Given task
Write the material out again exactly as it stands.

Task data
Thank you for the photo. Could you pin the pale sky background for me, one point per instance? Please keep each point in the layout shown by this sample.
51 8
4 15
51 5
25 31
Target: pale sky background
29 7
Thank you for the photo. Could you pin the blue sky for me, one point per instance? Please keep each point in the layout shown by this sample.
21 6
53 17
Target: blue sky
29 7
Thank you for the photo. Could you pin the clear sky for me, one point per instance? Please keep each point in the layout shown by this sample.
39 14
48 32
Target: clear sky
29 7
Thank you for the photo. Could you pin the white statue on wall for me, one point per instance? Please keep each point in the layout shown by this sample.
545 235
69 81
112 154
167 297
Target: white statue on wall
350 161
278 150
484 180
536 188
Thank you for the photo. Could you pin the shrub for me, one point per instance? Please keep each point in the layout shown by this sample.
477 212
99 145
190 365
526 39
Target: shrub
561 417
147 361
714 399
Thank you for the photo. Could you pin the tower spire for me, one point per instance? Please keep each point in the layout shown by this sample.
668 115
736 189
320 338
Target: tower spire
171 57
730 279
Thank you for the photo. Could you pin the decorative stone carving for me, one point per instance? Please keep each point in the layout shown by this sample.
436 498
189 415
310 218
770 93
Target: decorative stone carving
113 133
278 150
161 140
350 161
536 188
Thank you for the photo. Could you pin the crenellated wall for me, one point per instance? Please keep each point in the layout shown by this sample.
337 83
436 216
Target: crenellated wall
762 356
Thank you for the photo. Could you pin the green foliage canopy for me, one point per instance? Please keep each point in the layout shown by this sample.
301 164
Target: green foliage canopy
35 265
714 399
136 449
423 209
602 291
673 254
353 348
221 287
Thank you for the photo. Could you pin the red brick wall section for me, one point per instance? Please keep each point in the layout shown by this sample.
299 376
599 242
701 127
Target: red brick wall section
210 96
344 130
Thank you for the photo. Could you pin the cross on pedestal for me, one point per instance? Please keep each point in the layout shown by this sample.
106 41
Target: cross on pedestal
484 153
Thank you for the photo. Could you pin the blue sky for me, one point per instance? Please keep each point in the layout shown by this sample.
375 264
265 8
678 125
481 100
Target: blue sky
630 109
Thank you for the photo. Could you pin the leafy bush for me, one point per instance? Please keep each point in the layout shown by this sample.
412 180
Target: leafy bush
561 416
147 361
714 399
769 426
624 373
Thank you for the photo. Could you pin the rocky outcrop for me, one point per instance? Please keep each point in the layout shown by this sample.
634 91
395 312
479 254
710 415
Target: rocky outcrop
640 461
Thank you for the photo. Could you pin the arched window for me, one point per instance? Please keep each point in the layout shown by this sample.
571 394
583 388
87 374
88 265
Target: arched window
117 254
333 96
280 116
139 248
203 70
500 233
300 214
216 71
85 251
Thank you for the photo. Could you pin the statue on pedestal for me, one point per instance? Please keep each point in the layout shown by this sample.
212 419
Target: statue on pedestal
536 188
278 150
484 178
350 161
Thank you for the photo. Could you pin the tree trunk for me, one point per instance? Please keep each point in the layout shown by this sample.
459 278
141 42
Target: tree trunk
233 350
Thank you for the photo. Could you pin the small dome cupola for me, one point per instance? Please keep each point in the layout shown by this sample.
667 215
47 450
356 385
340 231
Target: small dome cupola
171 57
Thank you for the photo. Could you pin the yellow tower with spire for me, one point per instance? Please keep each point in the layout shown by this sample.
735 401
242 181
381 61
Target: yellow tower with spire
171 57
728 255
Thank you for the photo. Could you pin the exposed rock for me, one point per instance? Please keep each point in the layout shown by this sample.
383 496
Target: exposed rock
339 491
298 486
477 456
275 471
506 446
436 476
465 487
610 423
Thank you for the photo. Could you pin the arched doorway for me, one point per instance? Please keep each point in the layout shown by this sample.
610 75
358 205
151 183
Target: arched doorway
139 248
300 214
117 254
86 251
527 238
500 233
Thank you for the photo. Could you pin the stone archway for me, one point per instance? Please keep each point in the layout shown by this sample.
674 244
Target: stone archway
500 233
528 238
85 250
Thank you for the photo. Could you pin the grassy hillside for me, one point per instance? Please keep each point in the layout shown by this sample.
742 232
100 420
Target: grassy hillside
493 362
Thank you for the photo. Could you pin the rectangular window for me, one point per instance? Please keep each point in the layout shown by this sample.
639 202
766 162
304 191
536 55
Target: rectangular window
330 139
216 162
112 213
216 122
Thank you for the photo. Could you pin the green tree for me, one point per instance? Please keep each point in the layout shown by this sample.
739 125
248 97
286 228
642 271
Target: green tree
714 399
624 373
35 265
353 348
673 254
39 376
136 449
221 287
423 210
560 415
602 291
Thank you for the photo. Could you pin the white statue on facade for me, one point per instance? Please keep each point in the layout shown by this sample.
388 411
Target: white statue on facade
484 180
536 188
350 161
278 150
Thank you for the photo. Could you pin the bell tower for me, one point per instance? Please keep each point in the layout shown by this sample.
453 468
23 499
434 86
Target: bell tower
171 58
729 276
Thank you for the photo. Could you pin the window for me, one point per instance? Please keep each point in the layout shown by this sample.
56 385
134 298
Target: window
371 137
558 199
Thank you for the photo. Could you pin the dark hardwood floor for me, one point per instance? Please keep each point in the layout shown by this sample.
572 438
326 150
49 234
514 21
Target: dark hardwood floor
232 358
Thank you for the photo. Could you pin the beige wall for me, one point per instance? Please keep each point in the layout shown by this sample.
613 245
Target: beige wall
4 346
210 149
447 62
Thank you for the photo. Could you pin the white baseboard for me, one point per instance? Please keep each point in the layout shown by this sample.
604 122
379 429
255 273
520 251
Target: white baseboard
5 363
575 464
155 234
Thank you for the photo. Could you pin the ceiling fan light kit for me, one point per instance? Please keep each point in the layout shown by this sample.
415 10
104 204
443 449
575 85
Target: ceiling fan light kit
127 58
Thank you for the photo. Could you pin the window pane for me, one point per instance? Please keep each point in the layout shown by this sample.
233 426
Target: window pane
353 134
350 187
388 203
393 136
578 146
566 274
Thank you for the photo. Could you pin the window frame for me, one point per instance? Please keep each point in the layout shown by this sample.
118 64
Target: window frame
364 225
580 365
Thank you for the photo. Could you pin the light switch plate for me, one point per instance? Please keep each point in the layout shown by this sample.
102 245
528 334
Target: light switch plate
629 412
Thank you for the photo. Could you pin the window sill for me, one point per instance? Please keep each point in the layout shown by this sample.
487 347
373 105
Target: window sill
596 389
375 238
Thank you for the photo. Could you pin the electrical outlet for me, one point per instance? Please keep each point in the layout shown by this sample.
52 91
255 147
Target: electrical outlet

Output of the exercise
Thank you for the photo. Could you pin the pale sky background for me, one point per instance? Please keep each point in the layout shown by this sample.
51 8
4 15
51 5
25 31
Target: pale sky background
29 7
Thank you for the photo. Could you pin the blue sky for me, one point per instance? Please keep each point in the layout shown by this sample.
21 6
53 17
Target: blue sky
29 7
Thank you for the photo. Could you pin the clear sky for me, one point per instance? Please keep each point in the layout shown by this sample.
39 14
48 32
Target: clear sky
29 7
Thank you for the photo. Could you pin the white statue on wall for me, one point per instance? Please keep each point in the layout shown by this sample.
545 235
69 81
112 154
167 297
Target: white statue on wall
350 161
278 150
484 180
536 188
Thank you for the photo. Could you pin the shrub for me, one point per instance? Please keep each point in the layout shown by this sample.
477 212
99 145
190 365
526 39
Target: shrub
561 417
147 361
714 399
Thank you for the photo. Could you pin the tower spire for me, one point per instance? Please keep each point in the layout shown by this sample.
668 115
736 189
320 338
Target: tower spire
171 57
730 279
Thank you for the photo. Could you pin the decorative stone carving for me, one point per instance? Please keep each point in the layout shown by this sample.
436 498
189 415
310 218
770 93
Target: decorative stone carving
113 133
278 150
161 140
350 161
536 188
Thank you for the photo. Could you pin the crenellated wall for me, one point per instance? Please keep each point in the layout shown by this sample.
337 83
436 216
Target: crenellated wall
762 356
Thank you for the photo. Could you pin the green foliage canopy for me, one point per instance? Please keep each point in the layout shown by this sample.
301 164
Target: green foliage canopy
35 265
714 399
136 449
423 209
602 291
673 254
353 348
221 287
Thank you for the photo. Could you pin the red brick wall section for me, one point per instance? Please keep each point in the layout shown by this sample.
299 376
599 242
701 127
Target: red brick wall section
210 96
344 130
Thank you for the photo. Could you pin the cross on pedestal for me, one point per instance? Please keep each point in the layout shown by this sample.
106 41
Target: cross on pedestal
484 153
Thank you for the photo. Could you pin the blue sky for me, one point per instance? Please keep each point in the layout shown by this sample.
375 264
265 8
678 125
481 100
Target: blue sky
630 109
Thank you for the photo. Could you pin the leafy bush for me, one point per instance? Please keep each point in the layout shown by this sample.
412 180
Target: leafy bush
561 416
147 361
714 399
769 426
624 373
Thank you for the photo. Could you pin the rocky outcrop for me, one point per instance? Please keep each point in the layout shown by this sample.
634 91
395 312
479 254
710 415
Target: rocky outcrop
640 461
Thank you for the photo. Could you pin the arched window for me, one point per instance? Please keep each point in the layout shown by this sample.
571 394
583 388
87 374
88 265
Target: arched window
117 254
333 96
280 116
139 248
203 70
500 233
300 214
216 71
85 251
Thank you for the photo. Could you pin the statue on pedestal for me, one point per instance? Please keep each point in the layout shown by this sample.
212 419
Target: statue on pedestal
536 188
278 150
484 178
350 161
Thank you for the photo. Could you pin the tree trunk for me, one point per instance? Please keep each point in the layout shown by this sample.
459 278
141 42
Target: tree trunk
233 350
Thank you for the photo. Could you pin the small dome cupola for me, one point per instance? Please keep each point in the layout shown by this sample.
667 215
47 450
356 385
340 231
Target: small dome cupola
171 57
Thank you for the photo. Could you pin the yellow tower with spire for me, one point per instance? Please keep each point in the layout shown by this sample.
735 401
242 181
381 61
Target: yellow tower with spire
171 57
728 255
Thank you for the photo. Could you pin the exposed rock for me, one point per instance? Please keep each point in the layout shown by this sample.
383 496
Target: exposed rock
339 491
298 486
477 456
275 471
506 446
436 476
465 487
610 423
Thank you for the photo. Could you pin the arched doorway for me, one point per instance? Please keep each point in the layout shown by this sample.
610 75
358 205
151 183
Target: arched doorway
139 248
300 214
117 254
86 251
527 238
500 233
Thank you for the photo. Could you pin the stone archway for me, one point per instance? Please keep each point in the layout shown by this sample.
674 244
Target: stone archway
500 233
528 238
85 250
Thank you for the photo. Could you pin the grassy hillside for me, one point per instance? Please keep each point in the layout shown by this sample.
742 232
100 420
Target: grassy hillside
493 362
Thank you for the photo. Could you pin the rectangular window for me, one point per instance? Please keep each point in the layout shown by this sample.
639 202
766 162
304 191
536 55
Target: rectangular window
330 139
216 162
112 213
216 122
Thank you for the photo. Could you pin the green tree for me, one point per instance? Please keep each point in the layout shown by this sample.
739 125
248 97
286 228
642 271
Target: green tree
714 399
624 373
35 265
353 348
673 254
39 376
136 449
221 287
423 210
560 415
602 291
Thank you for the photo. Could you pin the white statue on facade for me, one point per instance? Please keep each point in the layout shown by this sample.
388 411
Target: white statue on facade
484 180
536 188
350 161
278 150
Thank you for the photo. Could you pin the bell tower for me, one point per instance? Please keep each point in the layout shown by this sample.
453 468
23 499
434 86
Target: bell tower
171 58
729 276
Thank you for the photo. Could you pin the window for me, one point per instance? Please keep each point in the layout shown by this sample.
56 385
134 298
Target: window
371 137
558 199
Thank you for the photo. Could you pin the dark hardwood floor for me, one point per instance? Please keep each point in the layout shown by this sample.
572 438
326 150
49 234
514 21
Target: dark hardwood floor
232 358
Thank you for the photo. Could you pin the beige wall for me, one point per instance? Please keep each point in the layout shown by this sample.
613 245
Target: beige wall
4 346
210 149
447 62
Thank you for the photo. Could you pin the white baseboard for me, one point per instance? Please keep each point in the layout shown by this sample.
604 122
379 429
255 273
520 251
Target: white baseboard
5 363
575 464
155 234
Thank you for the photo. Could you pin the ceiling fan light kit for me, one point per instance? Please keep each point in the layout shown by this sample.
415 10
104 204
443 449
575 85
Target: ceiling fan light kit
127 58
Thank you for the photo. Could you pin the window pane for me, one point per instance? Please keep each point in the layout shown by this sample.
233 426
Target: window pane
353 134
350 187
388 203
393 136
578 146
566 274
Thank you for the photo. Could you pin the window frame for me, one point per instance? Please keep each point in the layout shown by this sample.
118 64
Target: window frame
364 225
580 365
Thank you for the photo. Could you pin the light switch plate for me, one point per instance? Please keep each point in the layout shown by this sample.
102 245
528 334
Target: light switch plate
629 412
Thank you for the photo. Could you pin the window sill for me, one point per instance? Please keep each point in the layout shown by this sample.
487 347
373 105
Target: window sill
596 389
375 238
Thank you for the photo. Could you pin the electrical outlet for me, one point per instance? Please keep each point in the layout shown by this sample.
52 91
255 147
Target: electrical outlet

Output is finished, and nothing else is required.